- Task objective -
Set each line of the records down again exactly, please.

(Records contained in a dataset)
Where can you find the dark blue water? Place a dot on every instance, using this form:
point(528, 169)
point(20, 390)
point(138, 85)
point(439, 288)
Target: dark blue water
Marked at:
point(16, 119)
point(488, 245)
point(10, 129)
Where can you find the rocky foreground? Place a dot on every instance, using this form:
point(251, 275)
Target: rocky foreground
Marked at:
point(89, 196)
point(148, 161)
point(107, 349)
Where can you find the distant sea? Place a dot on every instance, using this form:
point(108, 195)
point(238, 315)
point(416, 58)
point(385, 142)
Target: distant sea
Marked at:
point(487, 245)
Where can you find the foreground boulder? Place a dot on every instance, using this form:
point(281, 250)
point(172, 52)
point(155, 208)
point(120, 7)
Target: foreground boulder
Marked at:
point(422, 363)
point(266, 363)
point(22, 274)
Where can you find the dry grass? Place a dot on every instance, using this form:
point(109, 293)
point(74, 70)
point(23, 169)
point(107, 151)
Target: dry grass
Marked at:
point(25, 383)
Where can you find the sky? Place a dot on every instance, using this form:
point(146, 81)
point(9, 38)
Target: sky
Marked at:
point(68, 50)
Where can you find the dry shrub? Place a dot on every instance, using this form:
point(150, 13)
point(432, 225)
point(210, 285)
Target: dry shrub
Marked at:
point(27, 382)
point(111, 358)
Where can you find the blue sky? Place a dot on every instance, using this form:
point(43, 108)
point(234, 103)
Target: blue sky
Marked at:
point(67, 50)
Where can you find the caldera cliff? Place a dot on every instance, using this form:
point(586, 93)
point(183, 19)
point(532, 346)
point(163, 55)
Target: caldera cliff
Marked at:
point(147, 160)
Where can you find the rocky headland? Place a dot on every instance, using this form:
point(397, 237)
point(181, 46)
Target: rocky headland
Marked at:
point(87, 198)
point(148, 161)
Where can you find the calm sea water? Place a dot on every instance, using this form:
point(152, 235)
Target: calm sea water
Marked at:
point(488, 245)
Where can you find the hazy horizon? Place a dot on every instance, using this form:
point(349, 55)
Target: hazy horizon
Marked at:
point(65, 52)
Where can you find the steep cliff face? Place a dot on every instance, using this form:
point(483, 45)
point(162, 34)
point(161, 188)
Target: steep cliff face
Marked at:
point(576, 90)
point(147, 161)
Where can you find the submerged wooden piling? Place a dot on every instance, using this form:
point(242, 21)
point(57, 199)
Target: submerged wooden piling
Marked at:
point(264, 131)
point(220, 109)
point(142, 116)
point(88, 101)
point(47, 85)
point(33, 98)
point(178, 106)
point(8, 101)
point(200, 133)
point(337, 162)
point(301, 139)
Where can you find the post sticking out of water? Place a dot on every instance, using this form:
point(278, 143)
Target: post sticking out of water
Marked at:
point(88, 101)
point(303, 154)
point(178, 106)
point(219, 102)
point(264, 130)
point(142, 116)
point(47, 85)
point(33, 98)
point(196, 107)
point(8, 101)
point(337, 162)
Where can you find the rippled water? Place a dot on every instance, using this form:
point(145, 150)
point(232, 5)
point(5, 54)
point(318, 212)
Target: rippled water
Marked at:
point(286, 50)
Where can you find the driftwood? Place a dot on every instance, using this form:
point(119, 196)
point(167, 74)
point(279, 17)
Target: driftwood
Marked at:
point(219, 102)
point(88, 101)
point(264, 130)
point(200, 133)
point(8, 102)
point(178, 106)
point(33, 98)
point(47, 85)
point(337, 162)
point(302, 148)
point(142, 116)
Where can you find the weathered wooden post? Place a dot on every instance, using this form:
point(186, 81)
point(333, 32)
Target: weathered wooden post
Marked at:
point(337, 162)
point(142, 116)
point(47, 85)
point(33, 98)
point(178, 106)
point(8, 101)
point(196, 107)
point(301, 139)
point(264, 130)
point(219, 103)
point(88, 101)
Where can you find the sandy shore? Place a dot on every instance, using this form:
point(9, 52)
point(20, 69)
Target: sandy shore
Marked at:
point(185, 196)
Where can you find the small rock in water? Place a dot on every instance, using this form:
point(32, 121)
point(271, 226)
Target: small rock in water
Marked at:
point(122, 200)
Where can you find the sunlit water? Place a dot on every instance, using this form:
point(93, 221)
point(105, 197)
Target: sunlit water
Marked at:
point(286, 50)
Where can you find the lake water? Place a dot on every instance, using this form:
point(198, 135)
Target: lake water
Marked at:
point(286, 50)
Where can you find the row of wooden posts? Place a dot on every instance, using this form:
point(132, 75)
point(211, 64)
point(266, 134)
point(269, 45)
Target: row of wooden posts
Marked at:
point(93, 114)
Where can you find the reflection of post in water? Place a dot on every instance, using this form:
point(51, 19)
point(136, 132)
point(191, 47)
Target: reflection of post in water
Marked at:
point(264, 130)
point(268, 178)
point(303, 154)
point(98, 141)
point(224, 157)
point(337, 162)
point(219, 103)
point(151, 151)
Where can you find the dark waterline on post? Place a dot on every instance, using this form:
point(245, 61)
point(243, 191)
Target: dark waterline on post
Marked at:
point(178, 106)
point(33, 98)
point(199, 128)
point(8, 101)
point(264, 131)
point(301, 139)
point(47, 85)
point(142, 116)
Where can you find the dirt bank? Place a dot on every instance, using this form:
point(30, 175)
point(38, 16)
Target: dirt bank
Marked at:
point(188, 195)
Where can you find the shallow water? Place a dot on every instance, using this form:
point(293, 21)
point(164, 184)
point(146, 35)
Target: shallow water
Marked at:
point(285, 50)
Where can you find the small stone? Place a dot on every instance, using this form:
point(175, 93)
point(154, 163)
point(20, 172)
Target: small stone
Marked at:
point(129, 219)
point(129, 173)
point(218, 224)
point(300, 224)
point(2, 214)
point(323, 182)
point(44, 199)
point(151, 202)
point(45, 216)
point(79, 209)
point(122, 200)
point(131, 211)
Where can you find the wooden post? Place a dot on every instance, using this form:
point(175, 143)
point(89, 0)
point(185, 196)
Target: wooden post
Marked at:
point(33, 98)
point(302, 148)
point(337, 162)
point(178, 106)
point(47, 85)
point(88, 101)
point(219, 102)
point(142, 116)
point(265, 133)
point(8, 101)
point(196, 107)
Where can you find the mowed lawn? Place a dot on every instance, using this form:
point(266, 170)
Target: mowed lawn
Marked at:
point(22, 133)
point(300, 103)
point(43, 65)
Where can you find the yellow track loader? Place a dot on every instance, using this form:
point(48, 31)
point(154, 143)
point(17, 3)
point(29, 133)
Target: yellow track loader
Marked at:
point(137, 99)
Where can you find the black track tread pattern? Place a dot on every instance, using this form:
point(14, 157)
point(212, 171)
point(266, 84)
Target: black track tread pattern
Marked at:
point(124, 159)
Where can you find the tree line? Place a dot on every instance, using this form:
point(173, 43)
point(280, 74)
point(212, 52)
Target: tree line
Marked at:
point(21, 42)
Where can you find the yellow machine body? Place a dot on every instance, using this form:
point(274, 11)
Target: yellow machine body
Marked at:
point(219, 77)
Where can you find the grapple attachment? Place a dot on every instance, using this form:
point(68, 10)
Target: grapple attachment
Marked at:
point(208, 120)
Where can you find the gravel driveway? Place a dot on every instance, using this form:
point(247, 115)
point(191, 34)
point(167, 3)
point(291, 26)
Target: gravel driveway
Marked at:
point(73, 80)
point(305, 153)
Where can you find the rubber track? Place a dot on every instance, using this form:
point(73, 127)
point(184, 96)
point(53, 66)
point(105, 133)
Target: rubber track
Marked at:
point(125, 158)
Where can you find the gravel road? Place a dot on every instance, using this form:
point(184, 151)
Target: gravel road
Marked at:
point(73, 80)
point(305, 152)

- Answer area -
Where can you find the dark blue water? Place a dot on every instance, using this form:
point(528, 169)
point(20, 390)
point(138, 85)
point(439, 288)
Target: dark blue water
Marked at:
point(16, 119)
point(488, 245)
point(10, 129)
Where can you find the rocky foreground? Place a dot on every instance, using this form:
point(251, 275)
Target: rocky foreground
Marked at:
point(89, 196)
point(148, 161)
point(107, 349)
Where can you find the distant sea? Place a dot on every instance, using this form:
point(108, 195)
point(238, 315)
point(416, 58)
point(385, 142)
Target: distant sea
Marked at:
point(487, 245)
Where can you find the foreground boulder? Place a dot on every instance, using this form:
point(281, 250)
point(172, 52)
point(155, 208)
point(120, 7)
Target: foreground boulder
Marked at:
point(422, 363)
point(266, 363)
point(22, 274)
Where can you find the dry grass? Place a dot on every instance, using this form:
point(109, 293)
point(74, 70)
point(23, 169)
point(107, 151)
Target: dry grass
Marked at:
point(25, 383)
Where can you find the sky? Place a dot on every instance, using this form:
point(146, 81)
point(9, 38)
Target: sky
Marked at:
point(68, 50)
Where can you find the dry shrub? Place a dot on every instance, using this form:
point(150, 13)
point(432, 225)
point(210, 285)
Target: dry shrub
Marked at:
point(27, 382)
point(111, 358)
Where can you find the blue sky? Place a dot on every instance, using this form:
point(43, 108)
point(234, 103)
Target: blue sky
Marked at:
point(67, 50)
Where can you find the caldera cliff? Place a dot on every instance, using this form:
point(586, 93)
point(183, 19)
point(532, 346)
point(163, 55)
Target: caldera cliff
Marked at:
point(147, 160)
Where can you find the rocky headland? Place a dot on every instance, using this form:
point(397, 237)
point(181, 46)
Target: rocky headland
Marked at:
point(87, 198)
point(148, 161)
Where can you find the calm sea water? Place a dot on every instance, using this form:
point(152, 235)
Target: calm sea water
Marked at:
point(488, 245)
Where can you find the hazy horizon? Place a dot on every instance, using this form:
point(349, 55)
Target: hazy horizon
Marked at:
point(65, 52)
Where can you find the steep cliff face? Place a dot on every instance, using this form:
point(483, 45)
point(162, 34)
point(161, 188)
Target: steep cliff face
Marked at:
point(576, 90)
point(147, 161)
Where can you find the submerged wooden piling? Place a dot on every instance, using this form:
point(242, 21)
point(57, 199)
Target: submerged wooden piling
Marked at:
point(264, 131)
point(220, 109)
point(142, 116)
point(88, 101)
point(47, 85)
point(33, 98)
point(178, 106)
point(8, 101)
point(200, 133)
point(337, 162)
point(301, 139)
Where can you find the post sticking out of water? Place a dot on every instance, using this form:
point(278, 143)
Target: post sticking out of water
Marked at:
point(88, 101)
point(303, 154)
point(178, 106)
point(219, 102)
point(264, 130)
point(142, 116)
point(47, 85)
point(33, 98)
point(196, 107)
point(8, 101)
point(337, 162)
Where can you find the rippled water? Place a dot on every instance, using this form:
point(145, 150)
point(232, 5)
point(5, 54)
point(318, 212)
Target: rippled water
Marked at:
point(286, 50)
Where can you find the driftwood? Place a dot on every instance, using this form:
point(119, 196)
point(167, 74)
point(279, 17)
Target: driftwood
Marked at:
point(219, 102)
point(88, 101)
point(264, 130)
point(200, 133)
point(8, 102)
point(178, 106)
point(33, 98)
point(47, 85)
point(337, 162)
point(302, 148)
point(142, 116)
Where can you find the weathered wooden post? Place a dot on every instance, using this form:
point(186, 81)
point(333, 32)
Target: weathered wooden post
Marked at:
point(337, 162)
point(142, 116)
point(47, 85)
point(33, 98)
point(178, 106)
point(8, 101)
point(196, 107)
point(301, 139)
point(264, 130)
point(219, 103)
point(88, 101)
Where can you find the sandy shore? Place a dot on every instance, using this form:
point(9, 52)
point(20, 69)
Target: sandy shore
Marked at:
point(185, 196)
Where can you find the small rock in water? Place a dot on every instance, using this form:
point(32, 121)
point(271, 226)
Target: small rock in water
Marked at:
point(122, 200)
Where can you find the sunlit water? Place a dot on every instance, using this form:
point(93, 221)
point(105, 197)
Target: sunlit water
Marked at:
point(286, 50)
Where can you find the lake water? Place a dot on every instance, using this form:
point(198, 135)
Target: lake water
Marked at:
point(286, 50)
Where can you find the row of wooden posts? Place a dot on every instance, using this form:
point(132, 75)
point(211, 64)
point(266, 134)
point(269, 45)
Target: row of wooden posts
Marked at:
point(93, 114)
Where can you find the reflection of post in water? Place a dot on every instance, using this form:
point(51, 19)
point(136, 132)
point(191, 47)
Target: reflection of post in water
Marked at:
point(264, 130)
point(268, 178)
point(303, 154)
point(98, 141)
point(224, 157)
point(337, 162)
point(219, 103)
point(151, 151)
Where can you find the dark waterline on post? Place a dot on every instance, using this form:
point(245, 61)
point(243, 191)
Target: dark waterline on post
Marked at:
point(178, 106)
point(33, 98)
point(199, 128)
point(8, 101)
point(264, 131)
point(301, 139)
point(47, 85)
point(142, 116)
Where can you find the dirt bank? Place a dot on every instance, using this form:
point(30, 175)
point(38, 16)
Target: dirt bank
Marked at:
point(188, 195)
Where can you find the shallow water? Place a dot on every instance, using this form:
point(293, 21)
point(164, 184)
point(146, 35)
Target: shallow water
Marked at:
point(285, 50)
Where can you find the small stone? Place a dot on every instance, using this form:
point(175, 93)
point(154, 163)
point(20, 172)
Target: small stone
Marked at:
point(129, 219)
point(129, 173)
point(218, 224)
point(300, 224)
point(2, 214)
point(323, 182)
point(44, 199)
point(151, 202)
point(45, 216)
point(79, 209)
point(122, 200)
point(131, 211)
Where can you find the wooden post? Place a dot on every instance, using this form:
point(175, 143)
point(89, 0)
point(185, 196)
Target: wooden post
Marked at:
point(33, 98)
point(302, 148)
point(337, 162)
point(178, 106)
point(47, 85)
point(88, 101)
point(219, 102)
point(142, 116)
point(265, 133)
point(8, 101)
point(196, 107)
Where can you find the mowed lawn? Place a dot on every instance, using this form:
point(266, 170)
Target: mowed lawn
Marked at:
point(22, 133)
point(300, 103)
point(43, 65)
Where can you find the yellow track loader? Place a dot on every instance, using this form:
point(48, 31)
point(154, 143)
point(17, 3)
point(29, 133)
Target: yellow track loader
Marked at:
point(137, 99)
Where can you find the black track tread pattern? Place a dot on every instance, using this form:
point(14, 157)
point(212, 171)
point(266, 84)
Target: black track tread pattern
Marked at:
point(124, 159)
Where can you find the tree line? Place a dot on every instance, using this form:
point(173, 43)
point(280, 74)
point(212, 52)
Target: tree line
Marked at:
point(21, 42)
Where can you find the yellow machine body? Place a dot on every instance, using this form:
point(274, 11)
Target: yellow machine body
Marked at:
point(219, 77)
Where can you find the grapple attachment? Place a dot on every instance, using this form:
point(68, 10)
Target: grapple attachment
Marked at:
point(208, 120)
Where can you find the gravel driveway? Place a dot on every instance, using this form:
point(247, 115)
point(191, 34)
point(167, 3)
point(291, 26)
Target: gravel driveway
Marked at:
point(73, 80)
point(305, 153)
Where can you find the rubber track? Place a dot on every instance, using this form:
point(73, 127)
point(184, 96)
point(53, 66)
point(105, 133)
Target: rubber track
Marked at:
point(125, 158)
Where can you find the gravel road? Place a dot on every instance, using this form:
point(184, 151)
Target: gravel road
Marked at:
point(73, 80)
point(305, 152)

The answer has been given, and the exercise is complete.